* **Problem to solve**:
Reproduce the following material exactly, including every line.

* **Data provided**:

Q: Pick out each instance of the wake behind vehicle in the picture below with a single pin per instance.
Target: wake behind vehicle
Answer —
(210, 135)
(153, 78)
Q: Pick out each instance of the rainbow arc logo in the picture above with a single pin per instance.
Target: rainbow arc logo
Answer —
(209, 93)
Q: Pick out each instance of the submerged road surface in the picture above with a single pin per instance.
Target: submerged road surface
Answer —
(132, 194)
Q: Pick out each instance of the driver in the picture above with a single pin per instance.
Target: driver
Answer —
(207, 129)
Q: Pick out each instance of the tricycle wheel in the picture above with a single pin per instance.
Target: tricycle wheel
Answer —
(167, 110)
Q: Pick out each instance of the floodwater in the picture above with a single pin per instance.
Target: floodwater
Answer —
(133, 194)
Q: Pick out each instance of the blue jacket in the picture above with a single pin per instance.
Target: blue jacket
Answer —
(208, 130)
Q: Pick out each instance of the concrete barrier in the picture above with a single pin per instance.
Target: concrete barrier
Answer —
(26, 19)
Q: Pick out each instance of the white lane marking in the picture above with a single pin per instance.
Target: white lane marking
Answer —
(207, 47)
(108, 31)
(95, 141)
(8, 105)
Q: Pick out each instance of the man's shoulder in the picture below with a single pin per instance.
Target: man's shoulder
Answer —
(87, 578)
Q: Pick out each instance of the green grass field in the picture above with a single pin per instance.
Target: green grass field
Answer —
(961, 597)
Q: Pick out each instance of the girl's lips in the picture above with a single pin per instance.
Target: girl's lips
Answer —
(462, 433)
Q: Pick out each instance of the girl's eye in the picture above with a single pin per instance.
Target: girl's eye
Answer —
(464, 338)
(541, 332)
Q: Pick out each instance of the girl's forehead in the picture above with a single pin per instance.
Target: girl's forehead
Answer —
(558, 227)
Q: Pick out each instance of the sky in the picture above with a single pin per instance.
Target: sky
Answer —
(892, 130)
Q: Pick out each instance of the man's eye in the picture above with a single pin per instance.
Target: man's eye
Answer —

* **Answer for the task**:
Q: Pick out each instance of the wake behind vehicle in the picture below with a single pin per instance.
Target: wake behind vehicle
Answer —
(210, 135)
(153, 78)
Q: Pick out each instance of the rainbow arc logo in the picture above with a single pin per instance.
Target: rainbow arc logo
Answer —
(209, 93)
Q: Pick out each instance of the submerged road surface in the picture above with a single pin per instance.
Target: submerged road surface
Answer —
(132, 194)
Q: Pick out each instance of the driver in the picture above with a single pin per instance.
Target: driver
Answer —
(207, 129)
Q: Pick out each instance of the tricycle wheel in the picture above with a single pin per instance.
Target: tricycle wheel
Answer —
(167, 110)
Q: Pick out each instance of the floodwater in the picture above with a single pin per instance.
Target: floodwater
Answer —
(133, 194)
Q: Pick out each instance of the blue jacket in the picture above with a single pin per instance.
Target: blue jacket
Answer —
(208, 130)
Q: Pick out each instance of the concrete barrier in the picture above with a single pin per instance.
Target: concrete barrier
Answer —
(26, 19)
Q: Pick out each instance of the white lane marking in the picture above with a single pin per instance.
Target: white lane marking
Answer —
(207, 47)
(108, 31)
(95, 141)
(8, 105)
Q: Pick out each instance of the man's shoulder in the picture below with a single pin per instance.
Target: man's shoulder
Answer —
(87, 578)
Q: Pick out each instance of the green grass field in the picture above with a single pin per instance.
Target: green grass field
Answer —
(961, 597)
Q: Pick out each instance of the girl's lips in the picture above with a single pin per instance.
Target: girl's lips
Answer —
(462, 433)
Q: Pick out each instance of the girl's eye in the picture above with a single pin per instance.
Target: girl's eye
Answer —
(464, 338)
(541, 332)
Q: Pick out each instance of the girl's forehead in the picture above with a single pin per instance.
Target: girl's forehead
Answer —
(558, 227)
Q: Pick out each instance of the sky in the picture above with a single pin per instance.
Target: sky
Answer —
(892, 130)
Q: Pick out each instance of the man's eye in the picture above with a single pin per instance.
Target: man's eye
Answer —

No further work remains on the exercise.